Ana Sayfa Litera Ölümün Ambivalensi, Yas ve İkircikli Haller  

Ölümün Ambivalensi, Yas ve İkircikli Haller  

Ölümün Ambivalensi, Yas ve  İkircikli Haller   

Ölüm  yüzyıllardır  gerek ilkel gerek  modern  insanın korkusu olagelmiştir. Bu korkunun temelindeyse ölümün ne olduğunun bilinemeyişi yatmaktadır. Ölüm kendi içinde çelişkiyi barındırır. Bir  yanıyla var oluş sürecini tamamlarken diğer yanıyla var diye zannedileni  yok etmektedir. İnsanın doğumundan itibaren oluş süreci başlar, var oluş ile kendini tamamlama  sürecine girer. Fakat insanın  tam olması yahut tamamlanması yaşadığı sürece mümkün değildir. Olma hali devam ettiği gibi insanın  kendini yeniden var etme olayı da bu süre dahilinde sürüp gitmektedir. İnsan yaşadığı  sürece  tam  olamamaktadır. Ölüm var oluş halini tamamlar. Ölüm  ile  yaşamın kaçınılmaz  çatışması insanda vücut bulur. Bir yanı her an ölüm ile yüz yüzeyken bir yanı yaşamla iç içedir. Bundan ötürü insan olmuş bir varlık değil, olma halinde olandır. Zıtlıkları bir arada barındırırken ölüm  karşısında da bu tutumunu devam ettirir. Ölümün kavram olarak bilinmesi, ölüm çıkmazını açan değil aksine kapatan, çözümü uzaklaştıran bir konuma getirmektedir.

++++

§ Alıştırma
Ölüm üzerine metinde hangi cümleler ek almamış "Ölüm" kelimesiyle başlıyor? "Ölümün" gibi ekli biçimle başlayanları saymadan hepsini sıralayın.

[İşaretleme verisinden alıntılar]

++++

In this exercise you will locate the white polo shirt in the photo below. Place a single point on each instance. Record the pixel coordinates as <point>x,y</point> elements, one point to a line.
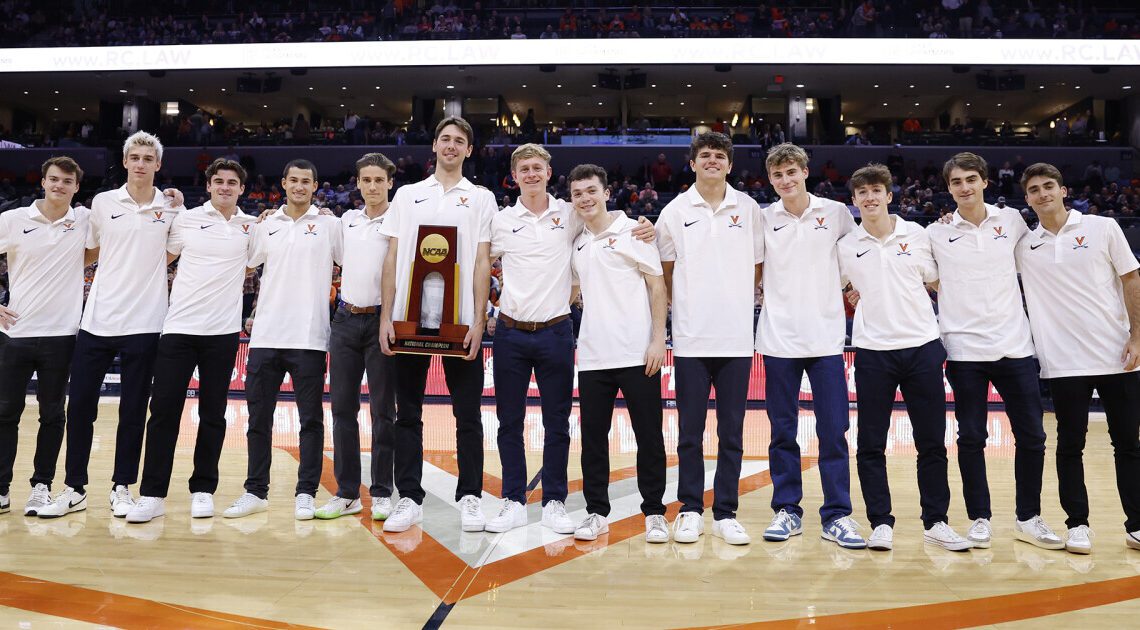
<point>293,304</point>
<point>365,247</point>
<point>894,310</point>
<point>1075,296</point>
<point>979,300</point>
<point>206,295</point>
<point>536,259</point>
<point>45,270</point>
<point>466,206</point>
<point>803,313</point>
<point>129,293</point>
<point>617,322</point>
<point>715,252</point>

++++

§ Nihai Sonuç
- Ölüm yüzyıllardır gerek ilkel gerek modern insanın korkusu olagelmiştir.
- Ölüm kendi içinde çelişkiyi barındırır.
- Ölüm var oluş halini tamamlar.
- Ölüm ile yaşamın kaçınılmaz çatışması insanda vücut bulur.